**Fragmento del documento**.
Tanto práctico como personal
A medida que meditamos en el tema del Santuario para nuestra propia edificación y enriquecimiento, y mientras procuramos com­partirlo con otros, deberíamos recordar siempre mantenerlo en la tierra, al alcance de todos. Hay, por supuesto, ciertos aspectos técni­cos, de la doctrina. Pero procuremos mantenernos conscientes de que es tanto práctico como personal. Deberíamos dar a la gente la oportunidad de conocer (si seriamente es verdad para nosotros) lo que este mensaje ha llegado a significar en nuestra vida personal.
En mi caso, el pasaje del Santuario del Salmo 20:1, 2 me ha ayu­dado enormemente a comprender la parte práctica y personal del ministerio celestial de Jesús. Dice: "Jehová te oiga en el día de con­flicto; el nombre del Dios de Jacob te defienda. Te envíe ayuda desde el santuario, y desde Sión te sostenga".
No, no veo en el pasaje nada parecido a una fórmula mágica; ni supongo tampoco que apelando a su promesa le tuerza el brazo a Dios en mi favor. Y sin embargo, mi testimonio es que en todo tiem­po de extrema dificultad o crisis, cuando apelé a Dios en el contexto de esta promesa, él me ha ayudado.
A cualquiera que pregunte por qué apelar a Dios en el contexto del Santuario celestial debiera hacer una diferencia, mi respuesta siempre está lista: En realidad no sé. Pero tampoco sé cómo funciona la electricidad, o mi computadora. Pero las utilizo todos los días.
No, no oro con frecuencia en el contexto de la promesa del Sal­mo 20. Pero en tiempos de extrema y genuina dificultad, el Espíritu me trae la promesa a la memoria, y me refugio allí. Y como una ex­plicación a mi propia mente de lo que está sucediendo, vuelvo a la oración de Salomón en la dedicación del templo de Jerusalén. Una y otra vez, el rey alude a la centralidad del templo, pidiendo a Dios que oiga "la oración de tu siervo y de tu pueblo Israel; cuando oren en este lugar" (1 Reyes 8:30). No menos de siete veces expresa Salo­món el mismo sentimiento apelando cada vez a Dios a escuchar a su pueblo cuando, en tiempos de calamidad, "oraren a Jehová con el rostro hacia la ciudad que tú elegiste, y hacia la casa que yo edifiqué a tu nombre" (1 Reyes 8:44). Y en cada caso, el rey se adelantó a su tiempo, reconociendo que, mientras se enfocaba su atención en el templo terrenal, conocía la verdadera fuente de su ayuda, repitien­do una y otra vez la fórmula: "Tú oirás en los cielos su oración" (1 Reyes 8:45).

**Datos proporcionados**.

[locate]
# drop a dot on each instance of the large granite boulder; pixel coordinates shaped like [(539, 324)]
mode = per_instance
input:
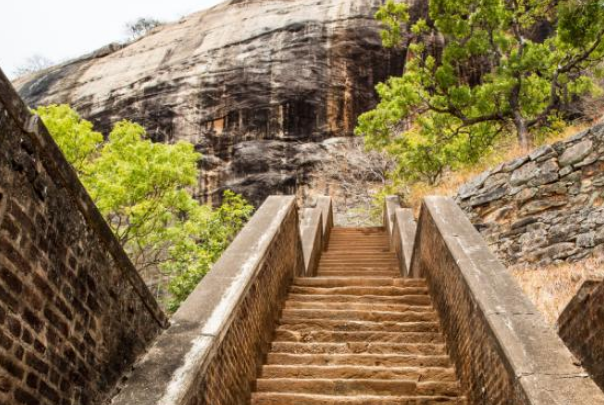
[(256, 85)]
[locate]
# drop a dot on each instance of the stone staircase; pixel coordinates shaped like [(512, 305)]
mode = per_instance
[(357, 334)]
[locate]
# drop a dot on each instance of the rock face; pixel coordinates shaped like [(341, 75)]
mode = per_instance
[(545, 207), (256, 85)]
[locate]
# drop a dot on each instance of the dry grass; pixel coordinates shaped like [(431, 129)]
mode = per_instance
[(551, 288), (451, 181)]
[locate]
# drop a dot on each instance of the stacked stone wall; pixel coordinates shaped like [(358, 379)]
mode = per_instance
[(504, 351), (581, 326), (545, 207), (74, 314), (212, 352)]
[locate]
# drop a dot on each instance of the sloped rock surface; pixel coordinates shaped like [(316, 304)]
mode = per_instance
[(255, 85)]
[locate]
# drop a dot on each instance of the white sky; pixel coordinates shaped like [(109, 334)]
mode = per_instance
[(64, 29)]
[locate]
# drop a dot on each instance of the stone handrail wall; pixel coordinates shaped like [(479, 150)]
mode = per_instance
[(545, 207), (403, 238), (311, 233), (581, 327), (504, 351), (325, 204), (217, 340), (74, 312), (391, 203)]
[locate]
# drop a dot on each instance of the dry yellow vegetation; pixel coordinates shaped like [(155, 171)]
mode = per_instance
[(505, 151), (551, 288)]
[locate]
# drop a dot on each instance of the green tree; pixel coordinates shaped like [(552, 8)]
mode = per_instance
[(477, 70), (142, 188)]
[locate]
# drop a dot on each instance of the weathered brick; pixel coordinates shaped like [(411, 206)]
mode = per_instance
[(32, 380), (14, 256), (13, 325), (33, 320), (25, 398), (11, 367), (60, 268), (34, 361), (48, 392)]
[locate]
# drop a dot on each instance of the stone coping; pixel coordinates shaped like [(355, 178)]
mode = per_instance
[(311, 233), (470, 285), (403, 238), (391, 203), (325, 204), (62, 172), (167, 373)]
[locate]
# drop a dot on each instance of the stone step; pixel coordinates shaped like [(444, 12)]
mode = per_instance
[(358, 281), (358, 348), (350, 387), (358, 273), (362, 291), (346, 325), (366, 256), (359, 315), (408, 299), (296, 304), (391, 271), (392, 360), (271, 398), (411, 373), (289, 334)]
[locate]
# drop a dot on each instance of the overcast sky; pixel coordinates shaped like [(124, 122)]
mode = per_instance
[(64, 29)]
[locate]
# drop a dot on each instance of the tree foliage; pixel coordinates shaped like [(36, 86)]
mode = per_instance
[(141, 26), (142, 189), (33, 64), (478, 70)]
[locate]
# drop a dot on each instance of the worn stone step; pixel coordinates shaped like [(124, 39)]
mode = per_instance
[(327, 257), (289, 334), (392, 360), (390, 269), (271, 398), (411, 373), (343, 248), (359, 315), (358, 281), (347, 246), (371, 306), (358, 273), (350, 387), (359, 265), (383, 291), (358, 347), (408, 299), (346, 325)]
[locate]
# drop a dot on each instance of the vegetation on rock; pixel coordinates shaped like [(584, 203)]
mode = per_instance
[(141, 27), (478, 72), (142, 189)]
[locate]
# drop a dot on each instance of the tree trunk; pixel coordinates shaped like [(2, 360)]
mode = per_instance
[(524, 137)]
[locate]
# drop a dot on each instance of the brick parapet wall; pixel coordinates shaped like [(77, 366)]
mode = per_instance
[(218, 338), (581, 327), (74, 313), (545, 207), (504, 351)]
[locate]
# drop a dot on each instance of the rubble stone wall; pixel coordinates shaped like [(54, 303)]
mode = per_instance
[(545, 207)]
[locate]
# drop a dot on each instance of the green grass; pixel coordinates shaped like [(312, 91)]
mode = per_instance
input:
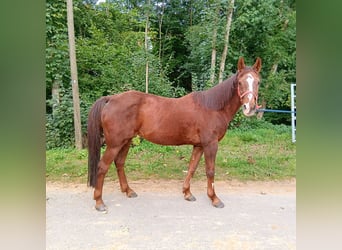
[(244, 154)]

**Consigna de trabajo 1**. En el fragmento sobre el Santuario, ¿cuántas veces expresa Salomón el mismo sentimiento en su oración de dedicación del templo?
**Consigna de trabajo 2**. Prosigue el fragmento sobre el Santuario a partir de su última oración.

**Resultado del ejercicio 1**. No menos de siete veces.

**Resultado del ejercicio 2**.
Como Daniel comprendía este concepto, cuando hizo frente a una gran crisis oraba tres veces al día, "abiertas las ventanas de su cá­mara que daban hacia Jerusalén" (Daniel 6:10). Y cuando oró hacia Jerusalén y hacia el templo en ruinas, Dios escuchó desde su morada en el cielo, y contestó su oración.
De modo que, con fe sencilla digo que algo ocurre cuando ora­mos hacia el Santuario, no hacia el templo terrenal (porque su tiempo ha pasado), sino hacia el celestial, donde Jesús, nuestro gran Sumo Sacerdote, ministra en nuestro favor. No puedo explicarlo, pero es como si Dios se llenara de gozo porque nos acercamos a él en el contexto del ministerio sumosacerdotal de su Hijo Jesús en ese sa­grado lugar.
Para mí, personalmente, entonces, el ministerio sumosacerdotal de Jesús está muy lejos de ser teórico, lejos de ser abstracto. Es parte de mi vida espiritual, y me llena de esperanza y confianza. Y me alienta grandemente saber que alguien está de mi parte en el mismo centro del poder cósmico.
[1] Ellis Peters, The Sanctuary Sparrow (Nueva York: William Morrow & Company, 1983), pp. 10, 13.
[2] Roy Adams, El Santuario (Bogotá: Asociación Publicadora Interamericana, 1998), p. 142.
[3] Elena G. de White, Christian Experience and Teaching, pp. 90, 91.